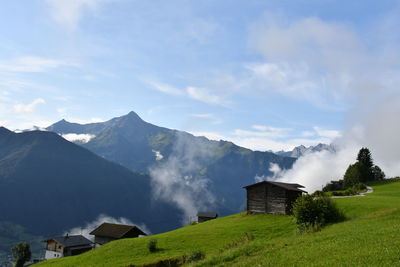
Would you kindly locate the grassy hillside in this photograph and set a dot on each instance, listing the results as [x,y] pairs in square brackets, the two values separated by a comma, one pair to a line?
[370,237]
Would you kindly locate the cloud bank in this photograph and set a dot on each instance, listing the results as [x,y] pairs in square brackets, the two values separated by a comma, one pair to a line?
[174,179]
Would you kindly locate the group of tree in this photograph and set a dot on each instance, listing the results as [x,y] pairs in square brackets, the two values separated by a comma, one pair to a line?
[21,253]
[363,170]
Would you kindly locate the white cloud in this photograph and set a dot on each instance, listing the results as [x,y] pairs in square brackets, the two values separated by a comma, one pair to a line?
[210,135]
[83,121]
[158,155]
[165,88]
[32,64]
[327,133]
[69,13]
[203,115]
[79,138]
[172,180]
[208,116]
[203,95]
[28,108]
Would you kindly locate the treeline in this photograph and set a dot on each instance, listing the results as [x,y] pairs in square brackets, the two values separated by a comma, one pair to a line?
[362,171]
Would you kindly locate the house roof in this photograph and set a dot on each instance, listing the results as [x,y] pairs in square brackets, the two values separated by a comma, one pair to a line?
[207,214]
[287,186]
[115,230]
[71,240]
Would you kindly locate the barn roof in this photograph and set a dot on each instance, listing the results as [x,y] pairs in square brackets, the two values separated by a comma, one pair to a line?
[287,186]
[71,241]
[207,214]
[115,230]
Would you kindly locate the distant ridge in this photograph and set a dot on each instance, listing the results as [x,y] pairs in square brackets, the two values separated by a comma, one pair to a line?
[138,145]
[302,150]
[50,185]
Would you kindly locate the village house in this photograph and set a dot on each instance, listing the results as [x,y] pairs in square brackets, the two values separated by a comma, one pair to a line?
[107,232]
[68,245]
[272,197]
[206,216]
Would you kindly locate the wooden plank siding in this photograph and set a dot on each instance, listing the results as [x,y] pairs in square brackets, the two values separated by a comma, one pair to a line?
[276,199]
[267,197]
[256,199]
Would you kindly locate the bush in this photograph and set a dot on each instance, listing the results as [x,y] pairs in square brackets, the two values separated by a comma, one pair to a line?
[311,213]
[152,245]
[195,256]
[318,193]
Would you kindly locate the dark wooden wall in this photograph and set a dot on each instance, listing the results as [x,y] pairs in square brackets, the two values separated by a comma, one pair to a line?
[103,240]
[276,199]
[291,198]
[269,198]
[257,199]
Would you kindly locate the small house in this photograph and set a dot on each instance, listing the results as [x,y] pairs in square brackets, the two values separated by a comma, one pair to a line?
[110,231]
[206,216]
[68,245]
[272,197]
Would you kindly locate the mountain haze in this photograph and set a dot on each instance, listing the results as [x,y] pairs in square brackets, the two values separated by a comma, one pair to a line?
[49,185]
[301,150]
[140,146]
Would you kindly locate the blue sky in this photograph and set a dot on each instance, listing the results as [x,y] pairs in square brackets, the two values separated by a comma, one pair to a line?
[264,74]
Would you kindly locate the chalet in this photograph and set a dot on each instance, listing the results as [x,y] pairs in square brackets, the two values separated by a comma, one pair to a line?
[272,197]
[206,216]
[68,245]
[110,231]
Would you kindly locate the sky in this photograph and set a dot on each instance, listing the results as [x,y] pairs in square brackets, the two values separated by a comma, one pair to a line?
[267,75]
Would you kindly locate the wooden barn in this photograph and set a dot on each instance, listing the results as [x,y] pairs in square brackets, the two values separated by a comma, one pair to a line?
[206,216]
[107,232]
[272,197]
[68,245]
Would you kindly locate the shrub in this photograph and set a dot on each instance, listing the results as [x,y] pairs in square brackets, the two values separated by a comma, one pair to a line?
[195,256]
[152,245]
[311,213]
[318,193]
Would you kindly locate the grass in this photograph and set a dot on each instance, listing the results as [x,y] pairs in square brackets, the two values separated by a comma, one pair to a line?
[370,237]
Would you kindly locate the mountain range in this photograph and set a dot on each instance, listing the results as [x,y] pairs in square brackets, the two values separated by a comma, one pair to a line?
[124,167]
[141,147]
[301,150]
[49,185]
* * *
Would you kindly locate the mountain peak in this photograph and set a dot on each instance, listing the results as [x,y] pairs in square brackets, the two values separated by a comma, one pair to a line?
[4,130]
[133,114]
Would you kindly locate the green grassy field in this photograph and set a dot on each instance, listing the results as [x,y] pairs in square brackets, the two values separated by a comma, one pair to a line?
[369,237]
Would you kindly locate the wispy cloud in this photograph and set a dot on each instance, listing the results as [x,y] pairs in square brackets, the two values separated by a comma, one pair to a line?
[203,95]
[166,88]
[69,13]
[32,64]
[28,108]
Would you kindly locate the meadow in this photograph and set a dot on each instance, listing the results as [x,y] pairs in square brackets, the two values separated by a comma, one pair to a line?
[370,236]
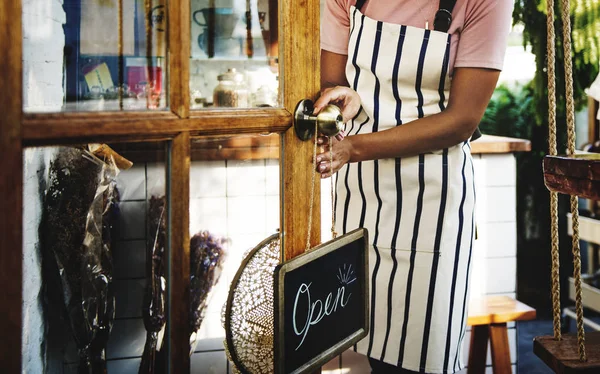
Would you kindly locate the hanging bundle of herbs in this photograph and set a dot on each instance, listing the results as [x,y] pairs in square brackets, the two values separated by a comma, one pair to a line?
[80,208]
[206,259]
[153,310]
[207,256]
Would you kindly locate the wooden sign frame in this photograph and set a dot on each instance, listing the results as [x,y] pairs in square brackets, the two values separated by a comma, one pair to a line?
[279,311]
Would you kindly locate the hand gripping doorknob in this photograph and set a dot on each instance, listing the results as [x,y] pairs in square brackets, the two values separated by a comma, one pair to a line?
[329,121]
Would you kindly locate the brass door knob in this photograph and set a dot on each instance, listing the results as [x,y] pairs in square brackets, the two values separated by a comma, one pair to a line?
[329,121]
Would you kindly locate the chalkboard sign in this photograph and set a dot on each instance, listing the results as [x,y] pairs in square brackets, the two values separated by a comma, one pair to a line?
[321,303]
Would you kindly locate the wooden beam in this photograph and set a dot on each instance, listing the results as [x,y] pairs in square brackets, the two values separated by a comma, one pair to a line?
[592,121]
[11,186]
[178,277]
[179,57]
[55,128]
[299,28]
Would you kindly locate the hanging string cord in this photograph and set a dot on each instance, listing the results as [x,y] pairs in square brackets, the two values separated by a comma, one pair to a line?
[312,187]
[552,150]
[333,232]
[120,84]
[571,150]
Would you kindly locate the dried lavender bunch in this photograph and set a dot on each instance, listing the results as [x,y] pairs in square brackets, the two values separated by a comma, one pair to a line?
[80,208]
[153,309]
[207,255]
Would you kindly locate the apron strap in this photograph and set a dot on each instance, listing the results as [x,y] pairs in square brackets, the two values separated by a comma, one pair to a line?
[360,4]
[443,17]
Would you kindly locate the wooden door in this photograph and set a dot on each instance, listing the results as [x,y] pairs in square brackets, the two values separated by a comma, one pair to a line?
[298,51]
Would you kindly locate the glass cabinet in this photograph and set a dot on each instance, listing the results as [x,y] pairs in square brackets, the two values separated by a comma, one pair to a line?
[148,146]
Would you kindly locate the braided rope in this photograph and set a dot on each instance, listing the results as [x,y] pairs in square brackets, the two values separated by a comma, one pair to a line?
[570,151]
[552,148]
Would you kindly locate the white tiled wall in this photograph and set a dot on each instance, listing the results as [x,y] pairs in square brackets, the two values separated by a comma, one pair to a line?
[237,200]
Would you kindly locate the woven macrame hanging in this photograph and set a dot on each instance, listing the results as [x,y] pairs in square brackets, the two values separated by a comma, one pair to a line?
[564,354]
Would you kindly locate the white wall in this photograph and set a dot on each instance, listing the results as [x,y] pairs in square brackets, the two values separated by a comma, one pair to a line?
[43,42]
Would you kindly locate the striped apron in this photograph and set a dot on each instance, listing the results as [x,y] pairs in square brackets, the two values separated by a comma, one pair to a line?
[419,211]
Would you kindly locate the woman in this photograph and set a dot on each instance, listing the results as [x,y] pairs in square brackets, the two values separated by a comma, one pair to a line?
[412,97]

> [GOAL]
Pick out every row above that contains the word "hanging", and copy each one unchanged.

> [THE OUTPUT]
Would you kindly locate the hanging bundle of herbs in this photograph and set a dot on each instance, listing the results as [x,y] pairs in square brackets, the two values separated by a comma, one pair to a line?
Would you kindly locate the hanging string cord in this photograph and set a dot on each instance, listing the results as [x,y] pairs in square brackets, the two values separated by a comma, one pair to a line?
Would you kindly locate the woven macrame hanging in this photograph and set a dot on each instance, listing the results as [x,y] pairs in square brackets, the two values separated by a comma, one pair to a line?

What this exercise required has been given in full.